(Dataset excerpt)
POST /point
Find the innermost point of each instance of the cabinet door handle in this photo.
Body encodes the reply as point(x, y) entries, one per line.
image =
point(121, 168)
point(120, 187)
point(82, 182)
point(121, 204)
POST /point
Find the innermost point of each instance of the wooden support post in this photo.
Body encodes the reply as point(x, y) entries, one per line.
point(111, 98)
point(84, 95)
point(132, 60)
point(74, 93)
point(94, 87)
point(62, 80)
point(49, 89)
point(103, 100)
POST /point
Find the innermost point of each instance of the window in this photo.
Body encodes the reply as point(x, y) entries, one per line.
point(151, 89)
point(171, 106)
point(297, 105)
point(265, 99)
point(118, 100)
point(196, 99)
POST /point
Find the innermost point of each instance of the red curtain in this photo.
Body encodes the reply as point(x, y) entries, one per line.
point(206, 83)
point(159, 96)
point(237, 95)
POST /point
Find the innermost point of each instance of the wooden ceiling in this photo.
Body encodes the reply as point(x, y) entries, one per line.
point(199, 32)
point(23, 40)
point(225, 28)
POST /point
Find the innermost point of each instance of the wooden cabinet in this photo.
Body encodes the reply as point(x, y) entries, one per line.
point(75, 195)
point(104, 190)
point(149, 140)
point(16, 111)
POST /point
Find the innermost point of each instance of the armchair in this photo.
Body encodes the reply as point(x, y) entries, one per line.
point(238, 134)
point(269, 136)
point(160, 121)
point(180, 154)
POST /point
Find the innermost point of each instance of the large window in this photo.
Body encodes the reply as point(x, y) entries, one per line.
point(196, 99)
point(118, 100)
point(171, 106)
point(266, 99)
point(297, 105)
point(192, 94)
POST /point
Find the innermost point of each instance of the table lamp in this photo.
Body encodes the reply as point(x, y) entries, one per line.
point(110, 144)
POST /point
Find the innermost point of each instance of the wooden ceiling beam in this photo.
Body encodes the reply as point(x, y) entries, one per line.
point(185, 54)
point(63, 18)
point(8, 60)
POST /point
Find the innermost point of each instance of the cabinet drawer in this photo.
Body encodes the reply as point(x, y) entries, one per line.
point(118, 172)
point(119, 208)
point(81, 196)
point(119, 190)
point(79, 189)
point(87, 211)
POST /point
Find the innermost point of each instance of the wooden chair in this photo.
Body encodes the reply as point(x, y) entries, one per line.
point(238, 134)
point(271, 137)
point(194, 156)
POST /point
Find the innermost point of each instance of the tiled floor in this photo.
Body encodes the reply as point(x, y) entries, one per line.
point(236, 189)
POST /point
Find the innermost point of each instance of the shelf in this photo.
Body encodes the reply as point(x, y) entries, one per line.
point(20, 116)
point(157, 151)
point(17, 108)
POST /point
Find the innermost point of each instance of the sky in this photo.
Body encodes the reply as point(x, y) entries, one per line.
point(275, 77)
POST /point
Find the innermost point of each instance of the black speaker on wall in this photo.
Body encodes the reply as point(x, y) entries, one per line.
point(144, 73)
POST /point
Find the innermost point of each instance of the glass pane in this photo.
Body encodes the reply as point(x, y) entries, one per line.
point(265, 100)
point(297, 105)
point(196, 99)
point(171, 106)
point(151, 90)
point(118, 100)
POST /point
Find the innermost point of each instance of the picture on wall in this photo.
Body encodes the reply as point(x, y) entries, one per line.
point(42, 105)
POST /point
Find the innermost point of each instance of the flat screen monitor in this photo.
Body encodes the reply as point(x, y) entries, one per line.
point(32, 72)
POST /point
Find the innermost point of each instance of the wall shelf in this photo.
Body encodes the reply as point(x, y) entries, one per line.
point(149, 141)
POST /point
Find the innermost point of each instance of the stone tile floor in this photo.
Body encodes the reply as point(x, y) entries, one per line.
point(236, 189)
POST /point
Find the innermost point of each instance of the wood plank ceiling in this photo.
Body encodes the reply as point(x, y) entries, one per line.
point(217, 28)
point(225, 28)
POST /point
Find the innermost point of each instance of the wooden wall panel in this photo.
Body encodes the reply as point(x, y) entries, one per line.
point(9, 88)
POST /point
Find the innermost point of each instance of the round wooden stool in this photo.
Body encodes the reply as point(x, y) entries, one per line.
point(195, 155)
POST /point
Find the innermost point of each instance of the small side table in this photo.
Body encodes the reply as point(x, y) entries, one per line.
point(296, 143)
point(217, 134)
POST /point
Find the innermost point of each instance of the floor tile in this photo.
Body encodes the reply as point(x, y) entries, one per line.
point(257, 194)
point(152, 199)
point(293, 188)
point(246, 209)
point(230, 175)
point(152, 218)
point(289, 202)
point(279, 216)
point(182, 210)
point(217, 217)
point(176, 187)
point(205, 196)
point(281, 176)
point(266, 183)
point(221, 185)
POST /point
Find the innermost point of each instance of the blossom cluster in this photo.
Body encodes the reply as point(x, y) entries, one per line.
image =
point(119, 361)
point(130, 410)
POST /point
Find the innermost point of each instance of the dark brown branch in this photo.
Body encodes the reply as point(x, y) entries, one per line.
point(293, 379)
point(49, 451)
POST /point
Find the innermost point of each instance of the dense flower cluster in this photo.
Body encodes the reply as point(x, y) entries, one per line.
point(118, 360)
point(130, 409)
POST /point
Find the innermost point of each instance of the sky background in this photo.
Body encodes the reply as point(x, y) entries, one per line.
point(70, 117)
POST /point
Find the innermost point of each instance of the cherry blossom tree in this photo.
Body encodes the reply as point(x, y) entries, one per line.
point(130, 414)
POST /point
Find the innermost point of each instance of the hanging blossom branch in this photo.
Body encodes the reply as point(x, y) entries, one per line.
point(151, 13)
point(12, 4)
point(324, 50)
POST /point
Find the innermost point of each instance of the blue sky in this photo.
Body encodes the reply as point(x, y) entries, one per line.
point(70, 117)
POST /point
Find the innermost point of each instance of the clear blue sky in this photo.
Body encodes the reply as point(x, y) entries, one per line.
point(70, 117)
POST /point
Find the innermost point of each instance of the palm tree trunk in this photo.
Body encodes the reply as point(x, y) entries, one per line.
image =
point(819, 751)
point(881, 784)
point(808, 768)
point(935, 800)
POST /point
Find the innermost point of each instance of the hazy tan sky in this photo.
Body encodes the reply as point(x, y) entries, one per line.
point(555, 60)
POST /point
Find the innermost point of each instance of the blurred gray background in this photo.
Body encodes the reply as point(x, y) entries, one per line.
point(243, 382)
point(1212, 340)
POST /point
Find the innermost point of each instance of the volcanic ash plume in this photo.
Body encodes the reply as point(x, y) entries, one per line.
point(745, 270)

SET TASK: Repeat the records exactly, including every line.

ANSWER TO THE EXERCISE:
POST /point
Find the innermost point of each instance of the cabinet door handle in this photo.
Body encodes the reply as point(x, y) entries, one per line.
image =
point(121, 168)
point(120, 187)
point(82, 182)
point(121, 204)
POST /point
Find the innermost point of each instance of the wooden support post in this photo.
Body encodes the reply as point(x, y) entries, one per line.
point(111, 98)
point(84, 95)
point(132, 60)
point(74, 93)
point(94, 87)
point(62, 80)
point(49, 89)
point(103, 100)
POST /point
Find the innermost point of each instance of the window in this photo.
Body encodes the reply as point(x, y) entries, one per line.
point(151, 89)
point(171, 106)
point(297, 105)
point(265, 99)
point(118, 100)
point(196, 99)
POST /point
Find the innermost point of each instance of the red curtain in this photo.
Body encodes the reply as point(x, y) entries, one per line.
point(206, 83)
point(159, 96)
point(237, 95)
POST /point
Find the innermost point of each instance of the wooden ceiling in this photo.
Body encodes the reply as point(x, y) entries, one per line.
point(199, 32)
point(23, 40)
point(225, 28)
POST /point
Find the innermost point of each instance of the wooden cabinet in this photo.
Body encodes the reply as point(x, y) entries, one per line.
point(75, 195)
point(104, 190)
point(149, 140)
point(16, 111)
POST /point
Find the innermost point of each instance of the armchair in this photo.
Body encodes the reply as point(x, y) entries, one per line.
point(238, 134)
point(269, 136)
point(160, 121)
point(180, 154)
POST /point
Find the innermost point of each instance of the large window in this photo.
Body encodes the reply as point(x, y) entries, one per line.
point(196, 99)
point(118, 100)
point(171, 106)
point(266, 99)
point(297, 105)
point(192, 94)
POST /point
Find the innermost point of each instance of the table lamp in this photo.
Body encodes the reply as point(x, y) entries, one per line.
point(110, 144)
POST /point
Find the innermost point of each instance of the wooden ceiling beam in this photo.
Body encodes the reply as point(x, y) entries, one per line.
point(185, 54)
point(63, 18)
point(8, 60)
POST /point
Find the innermost point of each instance of the cabinet drawer in this photo.
Body encodes the reply as point(x, y) entries, one per line.
point(118, 172)
point(119, 208)
point(81, 196)
point(119, 190)
point(79, 189)
point(87, 211)
POST /point
Find the innermost point of each instance of the wooden chair in this photo.
Body encodes the reply as point(x, y) entries, one per line.
point(238, 134)
point(271, 137)
point(194, 156)
POST /point
Find the innermost point of each instance of the tiled floor in this photo.
Body encodes the reply as point(x, y) entries, one per line.
point(236, 189)
POST /point
Find the innermost point of each instance of the shelf in this photo.
Body encodes the reply as point(x, y) entries, one per line.
point(20, 116)
point(157, 151)
point(17, 108)
POST /point
Find the innermost point of each instance of the sky in this photo.
Body encodes the reply as point(x, y) entries, one per line.
point(275, 77)
POST /point
Find the innermost point of each instance of the black speaker on wall in this photo.
Body encodes the reply as point(x, y) entries, one per line.
point(144, 73)
POST /point
Find the innermost point of each instance of the glass pane in this photo.
Body encodes the reply as point(x, y) entries, one per line.
point(265, 100)
point(297, 105)
point(196, 99)
point(171, 106)
point(151, 90)
point(118, 100)
POST /point
Find the innermost point of each instance of the picture on wall in this photo.
Body encodes the reply as point(x, y) entries, one per line.
point(42, 105)
POST /point
Find the innermost point of each instance of the flat screen monitor in this photo.
Body encodes the reply as point(x, y) entries, one per line.
point(32, 72)
POST /point
Find the innermost point of each instance of the wall shelf in this photo.
Body encodes the reply as point(x, y) entries, one per line.
point(149, 141)
POST /point
Find the innermost point of each instance of the stone tile floor in this photo.
Body encodes the reply as point(x, y) entries, one per line.
point(236, 189)
POST /point
Find the innermost point of each instance of the wood plank ceiling in this photo.
Body encodes the reply as point(x, y) entries, one per line.
point(217, 28)
point(225, 28)
POST /point
Find the innermost point of each instance of the wooden wall panel in this photo.
Body encodes the reply as point(x, y) entries, one per line.
point(9, 88)
POST /point
Find the innermost point of each instance of the round wooden stool in this photo.
Body encodes the reply as point(x, y) entries, one per line.
point(195, 155)
POST /point
Find the innermost point of each instance of the small side table in this photo.
Body encodes the reply as point(x, y) entries, one per line.
point(296, 143)
point(217, 134)
POST /point
Find the innermost point of each instance of the floor tile in this photo.
Body encodes the reply as point(x, y) entries, one per line.
point(257, 194)
point(152, 199)
point(293, 188)
point(246, 209)
point(230, 175)
point(152, 218)
point(289, 202)
point(279, 216)
point(182, 210)
point(217, 217)
point(176, 187)
point(205, 196)
point(281, 176)
point(266, 183)
point(221, 185)
POST /point
Find the innermost point of each instance of the blossom cluster in this photo.
Body encodes the reply as point(x, y) entries, one per line.
image =
point(119, 361)
point(130, 410)
POST /point
Find the innermost point of each instance of the dark brown branch in this photo.
Body encodes the reply as point(x, y) entries, one per line.
point(293, 379)
point(49, 451)
POST /point
Find the innermost point of each instance of the dense flower cluster in this photo.
Body encodes the reply as point(x, y) entries, one per line.
point(118, 360)
point(130, 409)
POST /point
Find the innermost point of each instance of the sky background in this photo.
Body encodes the reply as point(x, y) entries, one per line.
point(70, 117)
POST /point
Find the innermost point of each instance of the cherry blossom tree in this photo.
Body encodes the reply as point(x, y) entries, one per line.
point(130, 414)
POST /point
Find the innermost point of each instance of the hanging blossom branch in this photo.
Body encodes the reply as point(x, y) entries, one per line.
point(151, 13)
point(12, 4)
point(324, 50)
POST /point
Find the innermost point of each instance of the blue sky in this photo.
Body encodes the reply as point(x, y) entries, one per line.
point(70, 117)
POST /point
Find the innermost point of each instance of the clear blue sky in this photo.
Body encodes the reply as point(x, y) entries, one per line.
point(70, 117)
POST /point
Find the innermost point of each instance of the palm tree trunk in this photo.
Body encodes the reply as point(x, y) entries, one per line.
image =
point(819, 751)
point(881, 784)
point(808, 768)
point(935, 800)
POST /point
Find the innermost point of each instance of the hazy tan sky in this photo.
Body encodes the reply as point(x, y) entries, one per line.
point(555, 60)
POST /point
Find the innermost point of each instance of the blurred gray background in this photo.
Body encodes the reply as point(x, y) entries, one per line.
point(243, 382)
point(1212, 340)
POST /point
Find the innermost point of each instance of the volcanic ash plume in this photo.
Body encodes the reply as point(x, y) entries, one per line.
point(745, 270)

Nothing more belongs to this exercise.